(Entries from a pointing dataset)

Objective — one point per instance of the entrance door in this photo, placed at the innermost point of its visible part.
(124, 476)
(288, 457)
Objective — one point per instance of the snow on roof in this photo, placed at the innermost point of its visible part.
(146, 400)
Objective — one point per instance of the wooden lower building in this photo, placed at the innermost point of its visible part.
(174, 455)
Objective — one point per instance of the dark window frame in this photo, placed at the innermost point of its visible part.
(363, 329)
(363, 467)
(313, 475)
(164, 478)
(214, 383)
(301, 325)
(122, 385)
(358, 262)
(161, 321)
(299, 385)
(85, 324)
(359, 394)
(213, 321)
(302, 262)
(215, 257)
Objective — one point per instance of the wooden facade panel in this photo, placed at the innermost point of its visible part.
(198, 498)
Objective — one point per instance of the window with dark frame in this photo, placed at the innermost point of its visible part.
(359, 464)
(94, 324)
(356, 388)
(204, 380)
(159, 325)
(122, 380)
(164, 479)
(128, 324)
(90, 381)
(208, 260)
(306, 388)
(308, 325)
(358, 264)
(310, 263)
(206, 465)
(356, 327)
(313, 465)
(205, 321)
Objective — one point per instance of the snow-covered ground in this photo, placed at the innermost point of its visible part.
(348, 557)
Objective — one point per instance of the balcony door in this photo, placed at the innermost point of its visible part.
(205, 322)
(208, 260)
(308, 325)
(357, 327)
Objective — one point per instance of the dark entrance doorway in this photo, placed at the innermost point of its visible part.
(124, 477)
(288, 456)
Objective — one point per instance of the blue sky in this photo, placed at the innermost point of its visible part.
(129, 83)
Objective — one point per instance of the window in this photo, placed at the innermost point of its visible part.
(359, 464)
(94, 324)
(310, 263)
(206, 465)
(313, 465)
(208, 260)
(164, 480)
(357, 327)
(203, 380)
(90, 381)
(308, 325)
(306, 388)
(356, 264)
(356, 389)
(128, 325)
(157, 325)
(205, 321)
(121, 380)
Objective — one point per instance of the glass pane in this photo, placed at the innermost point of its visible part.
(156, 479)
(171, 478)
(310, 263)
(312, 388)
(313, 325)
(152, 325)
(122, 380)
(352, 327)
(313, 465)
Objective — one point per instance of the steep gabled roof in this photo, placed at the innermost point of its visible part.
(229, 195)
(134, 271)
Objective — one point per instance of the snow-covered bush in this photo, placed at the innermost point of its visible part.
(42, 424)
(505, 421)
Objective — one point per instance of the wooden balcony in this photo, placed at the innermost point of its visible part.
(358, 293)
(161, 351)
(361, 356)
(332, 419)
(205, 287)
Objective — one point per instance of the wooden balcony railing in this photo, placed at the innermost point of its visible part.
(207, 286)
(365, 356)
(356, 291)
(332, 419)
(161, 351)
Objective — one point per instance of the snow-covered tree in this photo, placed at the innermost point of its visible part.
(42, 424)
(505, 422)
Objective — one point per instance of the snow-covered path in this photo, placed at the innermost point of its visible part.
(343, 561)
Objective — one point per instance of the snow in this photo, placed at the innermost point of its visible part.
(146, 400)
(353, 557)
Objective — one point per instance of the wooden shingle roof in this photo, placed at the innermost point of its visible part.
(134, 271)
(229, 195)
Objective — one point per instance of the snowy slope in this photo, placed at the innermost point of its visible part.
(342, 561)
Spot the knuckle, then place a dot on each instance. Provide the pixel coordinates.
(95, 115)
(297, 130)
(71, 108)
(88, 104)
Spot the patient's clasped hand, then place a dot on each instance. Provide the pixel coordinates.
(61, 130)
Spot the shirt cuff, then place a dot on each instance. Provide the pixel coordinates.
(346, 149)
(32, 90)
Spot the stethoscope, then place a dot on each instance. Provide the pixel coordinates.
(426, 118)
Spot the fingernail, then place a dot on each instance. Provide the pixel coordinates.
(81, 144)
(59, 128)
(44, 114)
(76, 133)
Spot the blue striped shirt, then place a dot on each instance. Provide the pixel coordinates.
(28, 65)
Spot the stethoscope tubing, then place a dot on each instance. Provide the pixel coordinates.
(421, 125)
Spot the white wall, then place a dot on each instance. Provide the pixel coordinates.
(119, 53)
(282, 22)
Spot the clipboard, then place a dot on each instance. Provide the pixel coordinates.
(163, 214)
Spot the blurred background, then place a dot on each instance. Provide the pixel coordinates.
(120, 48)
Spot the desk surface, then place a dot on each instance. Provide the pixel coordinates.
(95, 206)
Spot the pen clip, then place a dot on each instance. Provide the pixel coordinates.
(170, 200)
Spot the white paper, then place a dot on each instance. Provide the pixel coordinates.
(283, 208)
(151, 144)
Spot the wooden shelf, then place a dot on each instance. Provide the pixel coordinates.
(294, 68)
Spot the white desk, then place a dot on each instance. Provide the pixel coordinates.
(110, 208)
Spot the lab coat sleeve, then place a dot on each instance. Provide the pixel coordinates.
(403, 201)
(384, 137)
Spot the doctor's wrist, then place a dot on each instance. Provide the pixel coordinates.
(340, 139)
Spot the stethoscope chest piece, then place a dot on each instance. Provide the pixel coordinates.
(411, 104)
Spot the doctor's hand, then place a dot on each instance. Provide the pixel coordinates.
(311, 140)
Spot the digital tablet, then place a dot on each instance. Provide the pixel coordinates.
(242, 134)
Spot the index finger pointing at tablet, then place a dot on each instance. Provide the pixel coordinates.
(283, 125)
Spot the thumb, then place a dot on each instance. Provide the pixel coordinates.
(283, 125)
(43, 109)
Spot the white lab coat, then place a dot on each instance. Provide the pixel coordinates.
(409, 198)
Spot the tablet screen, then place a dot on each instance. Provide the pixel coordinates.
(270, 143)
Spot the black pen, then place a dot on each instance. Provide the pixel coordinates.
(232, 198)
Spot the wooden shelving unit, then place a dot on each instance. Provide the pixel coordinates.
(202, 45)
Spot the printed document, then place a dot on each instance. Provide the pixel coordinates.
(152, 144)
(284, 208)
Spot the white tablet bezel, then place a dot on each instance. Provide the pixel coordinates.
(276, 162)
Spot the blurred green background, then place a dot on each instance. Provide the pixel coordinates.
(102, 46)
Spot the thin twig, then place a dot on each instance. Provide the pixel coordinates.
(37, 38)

- [GIVEN INSTRUCTION]:
Format everything from the line containing "Spot the white tablet" down to the end of the records as a two-column CSV with the columns input and output. Give one row per record, with its text under input and its answer under output, each in a single quoted field with any line breaks turned into spaces.

- [RESULT BELOW]:
input,output
"Spot the white tablet bezel, then place a dot on each instance. Provide the pixel coordinates.","(276, 162)"
"Spot the blurred green background, then place a dot on each instance. Provide the pixel coordinates.","(102, 46)"
"Spot the thin twig, then place a dot on each instance. Provide the pixel coordinates.","(37, 38)"